INFORMATION PROVIDED:
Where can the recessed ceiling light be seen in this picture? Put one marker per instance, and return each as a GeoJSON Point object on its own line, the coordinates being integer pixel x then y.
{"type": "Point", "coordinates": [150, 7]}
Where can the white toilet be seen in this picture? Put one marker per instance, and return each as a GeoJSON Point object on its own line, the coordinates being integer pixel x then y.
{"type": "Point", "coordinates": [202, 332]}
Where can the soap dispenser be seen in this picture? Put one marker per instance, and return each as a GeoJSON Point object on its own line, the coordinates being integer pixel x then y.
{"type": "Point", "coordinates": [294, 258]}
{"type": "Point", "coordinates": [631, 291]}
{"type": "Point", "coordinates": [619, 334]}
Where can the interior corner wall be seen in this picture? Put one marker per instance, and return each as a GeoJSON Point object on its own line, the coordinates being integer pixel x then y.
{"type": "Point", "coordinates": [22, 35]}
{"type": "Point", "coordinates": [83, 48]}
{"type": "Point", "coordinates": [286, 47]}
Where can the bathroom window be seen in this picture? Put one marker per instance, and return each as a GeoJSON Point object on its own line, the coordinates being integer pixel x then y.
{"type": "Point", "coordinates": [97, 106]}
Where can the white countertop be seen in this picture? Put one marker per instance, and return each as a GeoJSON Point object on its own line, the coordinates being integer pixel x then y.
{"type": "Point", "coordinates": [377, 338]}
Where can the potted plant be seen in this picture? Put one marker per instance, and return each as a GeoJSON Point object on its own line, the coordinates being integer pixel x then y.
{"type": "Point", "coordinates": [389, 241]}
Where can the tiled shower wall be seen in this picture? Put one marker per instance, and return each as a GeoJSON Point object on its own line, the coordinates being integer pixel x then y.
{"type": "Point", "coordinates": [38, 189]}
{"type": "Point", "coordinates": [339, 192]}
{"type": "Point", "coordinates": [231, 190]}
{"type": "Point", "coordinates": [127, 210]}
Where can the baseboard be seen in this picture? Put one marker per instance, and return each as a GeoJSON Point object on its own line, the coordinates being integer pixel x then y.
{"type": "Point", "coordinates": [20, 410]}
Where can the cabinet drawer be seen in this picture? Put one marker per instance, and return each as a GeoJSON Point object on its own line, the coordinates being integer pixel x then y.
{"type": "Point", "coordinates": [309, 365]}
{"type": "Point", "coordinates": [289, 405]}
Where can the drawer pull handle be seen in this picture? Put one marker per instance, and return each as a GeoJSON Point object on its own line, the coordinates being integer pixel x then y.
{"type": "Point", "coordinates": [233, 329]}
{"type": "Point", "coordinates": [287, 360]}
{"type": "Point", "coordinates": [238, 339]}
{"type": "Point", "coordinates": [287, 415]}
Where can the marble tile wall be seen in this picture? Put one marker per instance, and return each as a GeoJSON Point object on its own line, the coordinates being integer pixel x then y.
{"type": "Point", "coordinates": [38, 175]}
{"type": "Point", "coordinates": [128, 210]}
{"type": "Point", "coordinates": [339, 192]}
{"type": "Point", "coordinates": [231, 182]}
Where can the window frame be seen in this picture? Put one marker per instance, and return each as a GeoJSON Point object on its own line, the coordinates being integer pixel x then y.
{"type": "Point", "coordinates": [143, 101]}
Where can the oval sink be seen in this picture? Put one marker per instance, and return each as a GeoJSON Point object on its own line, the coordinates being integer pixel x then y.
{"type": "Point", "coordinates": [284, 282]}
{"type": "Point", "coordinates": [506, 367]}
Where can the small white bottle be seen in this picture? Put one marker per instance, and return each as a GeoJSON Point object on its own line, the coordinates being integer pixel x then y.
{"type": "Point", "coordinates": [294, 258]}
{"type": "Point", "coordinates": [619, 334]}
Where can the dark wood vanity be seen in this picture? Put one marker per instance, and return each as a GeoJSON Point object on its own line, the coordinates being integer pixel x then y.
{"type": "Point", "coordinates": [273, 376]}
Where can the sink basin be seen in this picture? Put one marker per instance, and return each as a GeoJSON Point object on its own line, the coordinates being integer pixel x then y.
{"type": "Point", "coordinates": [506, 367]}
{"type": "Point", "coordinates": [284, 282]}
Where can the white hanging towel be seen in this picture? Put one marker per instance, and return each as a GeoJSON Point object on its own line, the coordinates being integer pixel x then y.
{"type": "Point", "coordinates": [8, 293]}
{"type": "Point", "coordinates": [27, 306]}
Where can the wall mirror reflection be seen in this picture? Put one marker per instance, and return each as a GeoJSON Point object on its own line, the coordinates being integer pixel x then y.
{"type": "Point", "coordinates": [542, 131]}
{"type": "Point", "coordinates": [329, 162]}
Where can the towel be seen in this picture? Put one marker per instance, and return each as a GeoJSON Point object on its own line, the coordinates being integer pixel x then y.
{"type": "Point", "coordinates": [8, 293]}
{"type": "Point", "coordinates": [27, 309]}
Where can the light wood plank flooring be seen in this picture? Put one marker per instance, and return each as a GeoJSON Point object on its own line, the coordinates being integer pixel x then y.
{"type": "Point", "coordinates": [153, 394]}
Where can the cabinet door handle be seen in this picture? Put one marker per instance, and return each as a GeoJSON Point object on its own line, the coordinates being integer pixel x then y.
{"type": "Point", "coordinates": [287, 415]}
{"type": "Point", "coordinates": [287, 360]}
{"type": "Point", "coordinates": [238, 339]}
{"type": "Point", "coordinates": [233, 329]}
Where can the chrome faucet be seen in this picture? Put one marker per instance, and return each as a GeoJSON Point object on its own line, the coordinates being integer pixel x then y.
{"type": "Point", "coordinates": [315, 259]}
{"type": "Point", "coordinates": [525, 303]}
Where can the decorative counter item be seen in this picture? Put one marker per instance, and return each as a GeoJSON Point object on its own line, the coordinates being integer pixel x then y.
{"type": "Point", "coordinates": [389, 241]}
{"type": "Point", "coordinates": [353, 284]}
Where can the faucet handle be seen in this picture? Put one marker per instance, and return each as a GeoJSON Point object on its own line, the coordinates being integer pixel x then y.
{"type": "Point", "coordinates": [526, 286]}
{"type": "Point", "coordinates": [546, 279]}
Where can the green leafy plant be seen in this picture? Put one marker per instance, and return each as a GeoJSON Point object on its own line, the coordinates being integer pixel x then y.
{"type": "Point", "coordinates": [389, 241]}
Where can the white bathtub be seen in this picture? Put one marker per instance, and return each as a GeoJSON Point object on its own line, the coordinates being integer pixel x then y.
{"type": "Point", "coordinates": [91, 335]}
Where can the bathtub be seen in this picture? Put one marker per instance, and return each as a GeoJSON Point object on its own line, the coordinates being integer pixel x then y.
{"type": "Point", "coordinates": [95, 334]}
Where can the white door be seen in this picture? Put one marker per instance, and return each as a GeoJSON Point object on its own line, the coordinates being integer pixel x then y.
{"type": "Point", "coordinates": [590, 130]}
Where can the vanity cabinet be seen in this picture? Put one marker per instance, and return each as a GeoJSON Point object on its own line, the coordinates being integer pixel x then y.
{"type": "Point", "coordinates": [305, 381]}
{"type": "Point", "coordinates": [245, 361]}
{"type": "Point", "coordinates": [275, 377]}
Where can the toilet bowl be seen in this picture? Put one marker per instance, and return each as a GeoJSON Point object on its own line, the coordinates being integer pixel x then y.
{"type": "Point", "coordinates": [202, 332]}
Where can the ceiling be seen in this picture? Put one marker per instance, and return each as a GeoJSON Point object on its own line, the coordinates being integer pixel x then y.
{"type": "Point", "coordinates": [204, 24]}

ACTION ITEM: Restate word for word the lines above, beginning with the one that contains "Where can the ceiling" and ending with the last line.

ANSWER TO THIS PROBLEM:
Where can the ceiling be seen in this picture? Put one marker per instance, and return each as a GeoJSON Point object on its own line, the coordinates being integer pixel x then y.
{"type": "Point", "coordinates": [204, 24]}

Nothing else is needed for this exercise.